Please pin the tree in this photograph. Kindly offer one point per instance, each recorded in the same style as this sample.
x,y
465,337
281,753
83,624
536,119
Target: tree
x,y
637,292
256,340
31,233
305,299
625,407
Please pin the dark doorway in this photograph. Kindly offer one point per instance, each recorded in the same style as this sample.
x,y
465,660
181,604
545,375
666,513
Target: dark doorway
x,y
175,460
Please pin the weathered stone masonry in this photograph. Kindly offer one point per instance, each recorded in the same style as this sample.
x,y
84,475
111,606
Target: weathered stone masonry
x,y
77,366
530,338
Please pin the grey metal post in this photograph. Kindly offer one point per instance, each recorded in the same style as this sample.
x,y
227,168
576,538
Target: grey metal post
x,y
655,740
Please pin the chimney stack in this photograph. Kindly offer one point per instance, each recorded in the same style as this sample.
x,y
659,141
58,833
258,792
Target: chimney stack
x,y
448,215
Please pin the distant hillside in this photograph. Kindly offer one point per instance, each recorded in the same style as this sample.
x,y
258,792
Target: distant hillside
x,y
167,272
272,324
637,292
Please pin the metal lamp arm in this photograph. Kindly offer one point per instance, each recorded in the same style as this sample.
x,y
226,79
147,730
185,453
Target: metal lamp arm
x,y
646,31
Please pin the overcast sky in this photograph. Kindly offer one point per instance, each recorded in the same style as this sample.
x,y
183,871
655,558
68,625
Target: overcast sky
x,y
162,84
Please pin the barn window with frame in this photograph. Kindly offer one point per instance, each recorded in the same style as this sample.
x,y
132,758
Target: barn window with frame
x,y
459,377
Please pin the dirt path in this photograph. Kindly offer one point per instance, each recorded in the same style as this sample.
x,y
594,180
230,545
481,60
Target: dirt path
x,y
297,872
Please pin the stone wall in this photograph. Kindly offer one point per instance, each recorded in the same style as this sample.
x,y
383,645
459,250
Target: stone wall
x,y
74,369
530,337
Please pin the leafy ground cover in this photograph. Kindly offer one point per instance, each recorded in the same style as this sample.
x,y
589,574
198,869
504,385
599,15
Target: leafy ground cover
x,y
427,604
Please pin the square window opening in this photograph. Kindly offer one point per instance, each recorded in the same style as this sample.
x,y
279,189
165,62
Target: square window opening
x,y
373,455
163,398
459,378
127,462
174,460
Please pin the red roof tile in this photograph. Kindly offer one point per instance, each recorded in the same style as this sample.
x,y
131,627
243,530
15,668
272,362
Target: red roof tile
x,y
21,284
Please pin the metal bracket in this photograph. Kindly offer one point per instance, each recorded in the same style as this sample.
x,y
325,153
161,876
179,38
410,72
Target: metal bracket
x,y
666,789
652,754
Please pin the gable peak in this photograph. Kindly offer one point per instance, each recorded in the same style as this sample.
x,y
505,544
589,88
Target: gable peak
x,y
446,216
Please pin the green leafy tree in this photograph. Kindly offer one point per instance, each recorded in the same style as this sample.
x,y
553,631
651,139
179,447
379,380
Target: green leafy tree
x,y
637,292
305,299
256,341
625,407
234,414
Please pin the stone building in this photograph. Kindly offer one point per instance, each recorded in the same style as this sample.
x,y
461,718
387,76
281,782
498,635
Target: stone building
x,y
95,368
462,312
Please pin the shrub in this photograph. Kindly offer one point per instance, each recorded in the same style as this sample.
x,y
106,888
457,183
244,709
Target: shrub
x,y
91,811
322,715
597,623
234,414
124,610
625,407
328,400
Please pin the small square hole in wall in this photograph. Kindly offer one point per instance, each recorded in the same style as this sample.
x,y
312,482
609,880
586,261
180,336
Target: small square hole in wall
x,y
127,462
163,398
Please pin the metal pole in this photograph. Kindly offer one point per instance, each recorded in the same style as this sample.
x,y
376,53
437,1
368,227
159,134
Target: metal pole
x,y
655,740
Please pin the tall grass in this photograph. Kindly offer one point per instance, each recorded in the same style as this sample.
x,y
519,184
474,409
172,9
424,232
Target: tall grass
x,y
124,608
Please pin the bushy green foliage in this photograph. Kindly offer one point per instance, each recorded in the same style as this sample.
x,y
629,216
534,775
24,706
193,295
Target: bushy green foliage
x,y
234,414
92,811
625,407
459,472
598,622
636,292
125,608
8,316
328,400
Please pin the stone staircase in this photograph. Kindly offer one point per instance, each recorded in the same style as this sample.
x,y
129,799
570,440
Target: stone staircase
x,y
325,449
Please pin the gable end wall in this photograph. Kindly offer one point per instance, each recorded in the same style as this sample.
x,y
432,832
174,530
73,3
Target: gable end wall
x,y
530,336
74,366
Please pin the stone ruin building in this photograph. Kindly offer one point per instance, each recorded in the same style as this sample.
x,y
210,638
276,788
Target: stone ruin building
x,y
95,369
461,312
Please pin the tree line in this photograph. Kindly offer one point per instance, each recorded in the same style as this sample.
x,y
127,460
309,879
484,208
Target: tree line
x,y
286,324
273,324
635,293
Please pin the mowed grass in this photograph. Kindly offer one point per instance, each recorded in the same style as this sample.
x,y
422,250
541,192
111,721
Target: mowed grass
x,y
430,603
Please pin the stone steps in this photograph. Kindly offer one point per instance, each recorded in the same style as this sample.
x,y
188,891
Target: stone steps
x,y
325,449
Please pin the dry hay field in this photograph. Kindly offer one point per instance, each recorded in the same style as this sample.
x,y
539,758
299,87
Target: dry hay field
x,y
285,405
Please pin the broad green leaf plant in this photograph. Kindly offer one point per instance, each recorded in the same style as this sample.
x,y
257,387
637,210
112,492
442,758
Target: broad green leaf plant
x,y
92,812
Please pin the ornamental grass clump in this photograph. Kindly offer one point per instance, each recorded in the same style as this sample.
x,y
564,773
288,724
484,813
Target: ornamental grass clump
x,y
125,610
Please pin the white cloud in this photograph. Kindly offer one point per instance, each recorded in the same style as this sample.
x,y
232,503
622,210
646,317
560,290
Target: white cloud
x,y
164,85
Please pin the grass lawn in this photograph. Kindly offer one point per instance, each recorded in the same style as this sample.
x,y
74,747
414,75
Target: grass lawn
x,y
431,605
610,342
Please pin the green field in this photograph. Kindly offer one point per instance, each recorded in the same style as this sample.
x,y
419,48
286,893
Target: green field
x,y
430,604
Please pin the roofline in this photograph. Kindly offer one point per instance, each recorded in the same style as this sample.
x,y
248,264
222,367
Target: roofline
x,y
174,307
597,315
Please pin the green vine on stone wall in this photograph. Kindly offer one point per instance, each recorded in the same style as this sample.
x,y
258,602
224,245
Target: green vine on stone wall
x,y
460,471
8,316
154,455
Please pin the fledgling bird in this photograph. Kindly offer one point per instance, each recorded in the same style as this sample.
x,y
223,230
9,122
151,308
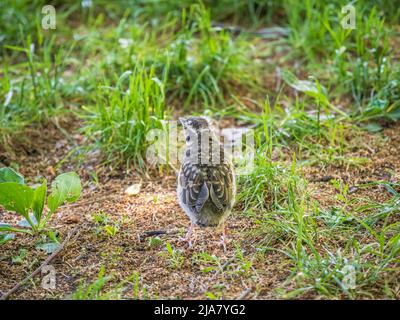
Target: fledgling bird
x,y
206,180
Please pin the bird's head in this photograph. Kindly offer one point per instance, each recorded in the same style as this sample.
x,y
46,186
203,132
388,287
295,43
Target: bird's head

---*---

#### [Directions]
Return all of the data above word for word, leaving out the pictures.

#### [Final result]
Please pin the tree in this photograph. Kindly offer one point per instance, each recorded in the same style as this sample.
x,y
465,337
281,753
83,624
536,119
Target: tree
x,y
637,292
256,340
31,233
305,299
625,407
Please pin the dark doorway in this photograph. Kindly offer one point per instance, each recorded in the same style as this sample.
x,y
465,660
181,604
545,375
666,513
Target: dark doorway
x,y
175,460
Please pin the weathered stone masonry in this photograph. Kindly offer one point per instance, each recorded in the same style as this sample.
x,y
84,475
111,606
Target: weathered stone masonry
x,y
77,366
530,338
Please pin the grey metal post in this photograph. Kindly offer one point per instance, each recorded in the same style as this sample.
x,y
227,168
576,538
Target: grey metal post
x,y
655,740
Please pin the chimney stack in this photograph. Kindly offer one point per instance, each recorded in the same style as this sample.
x,y
659,141
58,833
258,792
Target: chimney stack
x,y
448,215
Please pin the distant hillside in this photograph. Kindly offer one point per instance, each recorded in the same style as this sample.
x,y
258,792
Target: distant hillside
x,y
167,272
272,324
637,292
Please pin the metal lamp arm in this photograph. Kindly offer one point per instance, each recorded in the same style as this sample.
x,y
226,79
147,730
185,453
Target: metal lamp arm
x,y
646,31
Please pin the overcast sky in this photograph. Kindly offer one point per instance, each recorded in the same style as this sample.
x,y
183,871
655,558
68,625
Target: overcast sky
x,y
162,84
Please pin the barn window with frame in this photograph. Kindly offer one point per instance, each recorded in the same style as this sample.
x,y
132,758
Target: barn window with frame
x,y
459,377
Please pin the dirt path in this photograph. Kindly offer one point per instance, each recorded in the same style as this sample.
x,y
594,180
230,545
481,60
Target: dirt path
x,y
297,872
Please pin the stone wall in this photograph. Kindly offer one point per instance, each recorded in the same style as this sample.
x,y
383,645
459,250
Target: stone wall
x,y
74,369
530,337
Please pin the leafy ground cover in this photograph. Kindly offer one point per instance, each recorded in the same style as this sample.
x,y
589,574
198,869
504,385
599,15
Target: leafy ground cover
x,y
427,604
Please pin the square window opening in this photograph. Kindly offer one point per instance, each recorded in the same style as this sample.
x,y
279,189
165,62
Target: square window opening
x,y
373,455
163,398
459,378
127,462
174,460
Please pin the red roof tile in this photograph. Kindly offer one point per instance, each recorded in the same style as this sample.
x,y
131,627
243,530
15,668
272,362
Target: red roof tile
x,y
21,284
Please pin the metal bracket in this photograph. Kindly offer one point per instance, each recorded in the same style as this sample.
x,y
325,153
161,876
179,38
410,72
Target: metal bracket
x,y
666,789
652,754
Please pin the gable peak in this photograph. Kindly offer one point per instance, each recorded in the same style as this sample.
x,y
505,544
589,88
Target: gable peak
x,y
446,216
Please pin the green leafy tree in this photograph. Kindly offer one point per instance, each recorded in the same style as this sample.
x,y
553,631
651,139
179,447
379,380
Target: green leafy tree
x,y
637,292
305,299
256,341
625,407
234,414
Please pin the stone building in this photograph. Kindly offer one point per instance, each recorded in the same style as this sample.
x,y
461,718
387,76
281,782
498,635
Target: stone building
x,y
95,368
462,312
Please pin the shrub in this photograph. Kindly offer one point per instance, each recorded in the same style as this sample.
x,y
106,888
457,183
244,709
Target: shrub
x,y
91,811
322,715
597,623
234,414
124,610
625,407
328,400
Please pin the small square hole in wall in this photograph. Kindly offer one point per instance, each recorded in the same style as this sample.
x,y
312,482
609,880
586,261
180,336
Target: small square hole in wall
x,y
127,462
163,398
Please pin the metal pole in this photograph. Kindly offer one point per instance, each recorded in the same style as this sample.
x,y
376,53
437,1
368,227
159,134
Target: metal pole
x,y
655,740
Please pin the tall grass in this photograph. Kindly offer one point per instance, each recorded in the same style as this sample.
x,y
519,184
474,409
172,9
424,232
Target: tall grass
x,y
124,608
Please pin the bushy green foliage in this photograph. Kindly offer one point per instance, each recorded in the same style as this sample.
x,y
629,216
534,775
24,706
193,295
Target: bushy green foliage
x,y
234,414
92,811
625,407
459,472
598,622
636,292
125,608
8,316
328,400
Please pin the stone staircase in this photograph. Kindly offer one point per instance, each recorded in the same style as this sample.
x,y
129,799
570,440
Target: stone staircase
x,y
325,449
Please pin the gable end wall in this photograph. Kindly offer one point per instance, each recorded in the same style as this sample.
x,y
432,832
174,530
73,3
Target: gable end wall
x,y
530,336
74,366
Please pin the stone ruin building in this photograph. Kindly offer one point per instance, each recorded in the same style as this sample.
x,y
210,638
276,788
Target: stone ruin building
x,y
95,369
461,312
Please pin the tree line in this photograph. Kindly offer one point per instance, each recorded in the same style as this sample.
x,y
127,460
309,879
484,208
Target: tree line
x,y
286,324
273,324
635,293
Please pin the mowed grass in this photograph. Kindly offer one point per instance, each recorded in the same style as this sample.
x,y
422,250
541,192
111,721
Target: mowed grass
x,y
430,603
Please pin the stone steps in this photograph. Kindly offer one point per instance, each recorded in the same style as this sample.
x,y
188,891
Target: stone steps
x,y
325,449
Please pin the dry hay field in this photograph. Kindly offer one point per instance, each recorded in the same style as this sample.
x,y
539,758
299,87
Target: dry hay field
x,y
285,405
Please pin the broad green leaf plant in this photograph. Kindly offer one point per instance, each recorded in the same style as this sample.
x,y
257,387
637,210
112,492
442,758
Target: broad green leaf plant
x,y
92,812
Please pin the ornamental grass clump in this photograph. Kindly offer one point per instance, each recorded in the same style as this sample.
x,y
564,773
288,724
484,813
Target: ornamental grass clump
x,y
125,610
Please pin the white cloud in this photograph. Kindly offer one point per instance, each recorded in the same style as this sample.
x,y
232,503
622,210
646,317
560,290
Target: white cloud
x,y
164,85
Please pin the grass lawn in this photograph. Kindly offer one point per instance, each recorded in the same style as this sample.
x,y
74,747
414,75
Target: grass lawn
x,y
431,605
610,342
Please pin the green field in this photograph. Kindly offer one point per instance, each recorded in the same style as this sample.
x,y
419,48
286,893
Target: green field
x,y
430,604
Please pin the roofline in this photograph. Kindly offer one point per instance, each recorded in the same style as this sample.
x,y
248,264
222,367
Target: roofline
x,y
174,307
597,315
Please pin the green vine on stone wall in this photograph. Kindly offer one point per instance, each recorded in the same style as this sample.
x,y
258,602
224,245
Target: green vine on stone wall
x,y
460,471
8,316
154,455
Please pin the fledgling bird in this photograph. Kindly offer one point per instance, each recorded in the same style as this sample.
x,y
223,230
9,122
151,308
Target: fledgling bird
x,y
206,180
Please pin the bird's head in this photograph. Kindly offer one point per instance, each recorded in the same style as this sample.
x,y
46,186
203,132
388,287
295,43
Target: bird's head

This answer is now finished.